**Exercise goal**
Gather every line of the material below that contains the word "post", and copy each of those lines in full.

**Input for this task**

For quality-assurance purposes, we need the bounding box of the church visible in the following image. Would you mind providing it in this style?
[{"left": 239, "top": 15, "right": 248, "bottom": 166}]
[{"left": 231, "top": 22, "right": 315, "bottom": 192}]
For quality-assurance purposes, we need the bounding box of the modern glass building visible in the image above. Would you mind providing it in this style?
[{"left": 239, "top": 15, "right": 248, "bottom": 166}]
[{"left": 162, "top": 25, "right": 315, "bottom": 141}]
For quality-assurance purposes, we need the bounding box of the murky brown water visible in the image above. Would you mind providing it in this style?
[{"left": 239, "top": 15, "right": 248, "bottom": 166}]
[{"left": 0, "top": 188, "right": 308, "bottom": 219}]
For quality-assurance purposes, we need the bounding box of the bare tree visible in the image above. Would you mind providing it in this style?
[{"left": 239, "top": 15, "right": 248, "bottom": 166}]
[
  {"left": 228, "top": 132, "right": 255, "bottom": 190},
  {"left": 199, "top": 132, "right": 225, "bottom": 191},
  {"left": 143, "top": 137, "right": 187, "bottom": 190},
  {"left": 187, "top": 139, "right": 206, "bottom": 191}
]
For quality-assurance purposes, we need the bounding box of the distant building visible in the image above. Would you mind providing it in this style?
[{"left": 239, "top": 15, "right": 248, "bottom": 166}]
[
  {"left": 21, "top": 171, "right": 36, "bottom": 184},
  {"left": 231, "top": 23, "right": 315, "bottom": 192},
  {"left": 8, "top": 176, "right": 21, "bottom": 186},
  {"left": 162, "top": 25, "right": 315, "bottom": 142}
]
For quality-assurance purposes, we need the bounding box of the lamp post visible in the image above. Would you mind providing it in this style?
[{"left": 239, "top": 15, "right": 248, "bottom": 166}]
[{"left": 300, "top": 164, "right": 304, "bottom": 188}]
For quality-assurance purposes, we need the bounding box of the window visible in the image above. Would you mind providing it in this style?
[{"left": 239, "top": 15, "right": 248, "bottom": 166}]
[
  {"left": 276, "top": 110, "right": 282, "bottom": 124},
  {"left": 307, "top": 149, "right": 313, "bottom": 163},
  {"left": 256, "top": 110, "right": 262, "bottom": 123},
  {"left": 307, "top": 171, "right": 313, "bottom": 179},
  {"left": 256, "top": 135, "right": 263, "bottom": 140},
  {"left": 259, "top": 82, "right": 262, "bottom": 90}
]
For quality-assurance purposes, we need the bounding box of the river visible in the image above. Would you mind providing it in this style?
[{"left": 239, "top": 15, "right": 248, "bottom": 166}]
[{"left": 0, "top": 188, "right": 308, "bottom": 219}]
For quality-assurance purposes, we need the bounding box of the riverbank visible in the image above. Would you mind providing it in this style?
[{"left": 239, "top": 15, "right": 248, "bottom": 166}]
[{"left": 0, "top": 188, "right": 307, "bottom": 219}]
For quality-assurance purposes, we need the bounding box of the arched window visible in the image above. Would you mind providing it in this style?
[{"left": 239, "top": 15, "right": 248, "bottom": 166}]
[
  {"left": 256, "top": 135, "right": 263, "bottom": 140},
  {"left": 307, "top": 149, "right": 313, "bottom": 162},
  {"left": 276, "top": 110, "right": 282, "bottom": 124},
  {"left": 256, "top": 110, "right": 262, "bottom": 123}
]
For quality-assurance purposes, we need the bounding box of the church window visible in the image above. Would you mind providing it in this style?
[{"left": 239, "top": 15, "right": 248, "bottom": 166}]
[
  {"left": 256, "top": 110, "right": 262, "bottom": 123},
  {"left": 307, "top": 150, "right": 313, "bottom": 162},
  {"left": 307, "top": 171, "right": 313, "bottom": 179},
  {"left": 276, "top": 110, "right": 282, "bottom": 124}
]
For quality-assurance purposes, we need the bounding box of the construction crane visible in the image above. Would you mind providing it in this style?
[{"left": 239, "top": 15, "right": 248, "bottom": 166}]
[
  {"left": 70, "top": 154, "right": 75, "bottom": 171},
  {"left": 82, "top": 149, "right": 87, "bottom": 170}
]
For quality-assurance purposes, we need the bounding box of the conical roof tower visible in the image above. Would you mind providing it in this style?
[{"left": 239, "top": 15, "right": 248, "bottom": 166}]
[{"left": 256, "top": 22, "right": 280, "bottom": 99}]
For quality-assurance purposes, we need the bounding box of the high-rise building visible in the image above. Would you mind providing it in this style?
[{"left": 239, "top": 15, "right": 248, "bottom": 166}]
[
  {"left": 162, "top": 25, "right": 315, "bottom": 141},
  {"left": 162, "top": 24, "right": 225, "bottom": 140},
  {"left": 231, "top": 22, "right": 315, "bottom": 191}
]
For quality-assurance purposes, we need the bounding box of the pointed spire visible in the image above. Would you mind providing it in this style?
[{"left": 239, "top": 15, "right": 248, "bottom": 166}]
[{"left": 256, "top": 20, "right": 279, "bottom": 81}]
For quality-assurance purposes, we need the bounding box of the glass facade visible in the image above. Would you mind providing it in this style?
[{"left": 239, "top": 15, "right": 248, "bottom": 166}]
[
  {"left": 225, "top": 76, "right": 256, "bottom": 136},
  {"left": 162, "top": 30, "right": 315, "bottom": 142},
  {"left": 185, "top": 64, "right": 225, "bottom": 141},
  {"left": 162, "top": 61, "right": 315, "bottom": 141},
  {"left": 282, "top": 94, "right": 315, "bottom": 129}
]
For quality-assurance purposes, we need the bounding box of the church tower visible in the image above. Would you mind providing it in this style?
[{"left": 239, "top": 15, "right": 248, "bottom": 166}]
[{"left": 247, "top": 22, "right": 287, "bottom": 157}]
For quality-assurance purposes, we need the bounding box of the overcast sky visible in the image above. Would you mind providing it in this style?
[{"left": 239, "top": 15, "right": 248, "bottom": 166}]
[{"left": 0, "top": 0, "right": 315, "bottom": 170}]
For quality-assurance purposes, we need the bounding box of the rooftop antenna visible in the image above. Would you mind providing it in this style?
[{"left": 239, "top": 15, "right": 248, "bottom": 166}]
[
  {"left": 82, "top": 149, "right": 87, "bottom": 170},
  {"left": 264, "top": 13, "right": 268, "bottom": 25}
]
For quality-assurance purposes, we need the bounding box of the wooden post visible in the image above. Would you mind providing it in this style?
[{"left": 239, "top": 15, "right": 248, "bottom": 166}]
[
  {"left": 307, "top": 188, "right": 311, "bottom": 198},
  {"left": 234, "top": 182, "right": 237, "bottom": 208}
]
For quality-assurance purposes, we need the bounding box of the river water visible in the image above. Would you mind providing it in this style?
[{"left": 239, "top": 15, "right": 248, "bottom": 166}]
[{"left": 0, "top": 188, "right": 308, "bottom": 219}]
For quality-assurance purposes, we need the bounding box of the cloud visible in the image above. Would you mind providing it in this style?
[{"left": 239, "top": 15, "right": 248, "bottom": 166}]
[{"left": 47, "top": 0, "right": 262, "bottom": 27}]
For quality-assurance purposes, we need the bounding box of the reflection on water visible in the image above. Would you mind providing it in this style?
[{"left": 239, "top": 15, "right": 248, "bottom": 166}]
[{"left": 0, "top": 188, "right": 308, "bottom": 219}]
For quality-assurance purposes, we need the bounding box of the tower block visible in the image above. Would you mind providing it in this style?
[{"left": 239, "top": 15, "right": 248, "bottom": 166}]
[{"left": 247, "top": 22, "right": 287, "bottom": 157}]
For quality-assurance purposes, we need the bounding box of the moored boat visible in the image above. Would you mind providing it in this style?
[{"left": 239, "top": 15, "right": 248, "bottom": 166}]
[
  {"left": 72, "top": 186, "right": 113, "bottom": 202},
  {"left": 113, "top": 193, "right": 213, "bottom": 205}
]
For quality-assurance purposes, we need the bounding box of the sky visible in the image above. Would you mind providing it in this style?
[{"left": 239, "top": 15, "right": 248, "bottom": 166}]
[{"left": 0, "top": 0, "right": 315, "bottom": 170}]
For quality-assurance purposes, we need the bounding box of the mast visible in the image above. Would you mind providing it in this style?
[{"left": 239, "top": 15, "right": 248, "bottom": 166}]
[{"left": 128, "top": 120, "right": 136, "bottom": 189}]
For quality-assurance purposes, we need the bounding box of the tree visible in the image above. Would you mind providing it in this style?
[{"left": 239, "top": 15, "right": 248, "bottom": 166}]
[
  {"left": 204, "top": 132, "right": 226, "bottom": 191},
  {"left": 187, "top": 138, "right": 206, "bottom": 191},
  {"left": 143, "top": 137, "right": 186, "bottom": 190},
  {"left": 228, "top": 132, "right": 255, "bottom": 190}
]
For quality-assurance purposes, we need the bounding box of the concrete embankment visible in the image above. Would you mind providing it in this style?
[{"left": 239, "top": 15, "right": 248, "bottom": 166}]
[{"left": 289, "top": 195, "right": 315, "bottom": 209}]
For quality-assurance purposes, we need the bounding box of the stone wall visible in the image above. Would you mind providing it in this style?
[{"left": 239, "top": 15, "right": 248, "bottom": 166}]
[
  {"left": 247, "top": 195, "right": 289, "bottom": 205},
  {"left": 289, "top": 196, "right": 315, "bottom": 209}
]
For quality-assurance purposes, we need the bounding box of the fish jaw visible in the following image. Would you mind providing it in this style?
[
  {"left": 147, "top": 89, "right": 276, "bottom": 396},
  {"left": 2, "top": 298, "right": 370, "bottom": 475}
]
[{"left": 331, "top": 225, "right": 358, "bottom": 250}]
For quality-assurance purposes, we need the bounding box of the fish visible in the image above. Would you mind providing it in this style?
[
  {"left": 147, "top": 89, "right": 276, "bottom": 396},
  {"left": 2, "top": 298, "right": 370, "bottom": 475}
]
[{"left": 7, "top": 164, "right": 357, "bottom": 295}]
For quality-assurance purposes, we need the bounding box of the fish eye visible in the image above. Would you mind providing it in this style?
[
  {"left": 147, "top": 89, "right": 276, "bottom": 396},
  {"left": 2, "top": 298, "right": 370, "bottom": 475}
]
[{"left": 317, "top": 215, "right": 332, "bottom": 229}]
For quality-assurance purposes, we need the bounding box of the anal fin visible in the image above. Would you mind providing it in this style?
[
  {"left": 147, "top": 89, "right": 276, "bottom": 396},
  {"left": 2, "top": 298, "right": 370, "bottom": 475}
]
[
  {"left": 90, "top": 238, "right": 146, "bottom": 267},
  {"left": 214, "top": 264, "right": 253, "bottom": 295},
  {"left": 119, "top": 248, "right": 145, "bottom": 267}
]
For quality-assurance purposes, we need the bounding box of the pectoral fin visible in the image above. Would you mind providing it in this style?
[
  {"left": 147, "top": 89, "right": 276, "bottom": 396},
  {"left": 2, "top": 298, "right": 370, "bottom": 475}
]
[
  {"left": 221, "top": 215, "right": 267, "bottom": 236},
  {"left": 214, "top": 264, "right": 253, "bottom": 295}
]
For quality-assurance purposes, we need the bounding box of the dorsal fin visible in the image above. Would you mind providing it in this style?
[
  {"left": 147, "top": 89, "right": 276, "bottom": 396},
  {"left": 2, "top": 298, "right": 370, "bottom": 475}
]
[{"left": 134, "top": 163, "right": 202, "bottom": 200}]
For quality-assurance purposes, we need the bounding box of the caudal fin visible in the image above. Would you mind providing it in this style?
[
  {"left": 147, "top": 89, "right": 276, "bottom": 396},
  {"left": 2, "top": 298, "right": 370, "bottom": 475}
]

**The output**
For quality-assurance purposes, we need the bounding box of the lamp post visible in the image above. Would you mind providing it in this style?
For quality-assurance purposes, we need the bounding box of the wooden post visible in the image above. Would you mind providing it in this style?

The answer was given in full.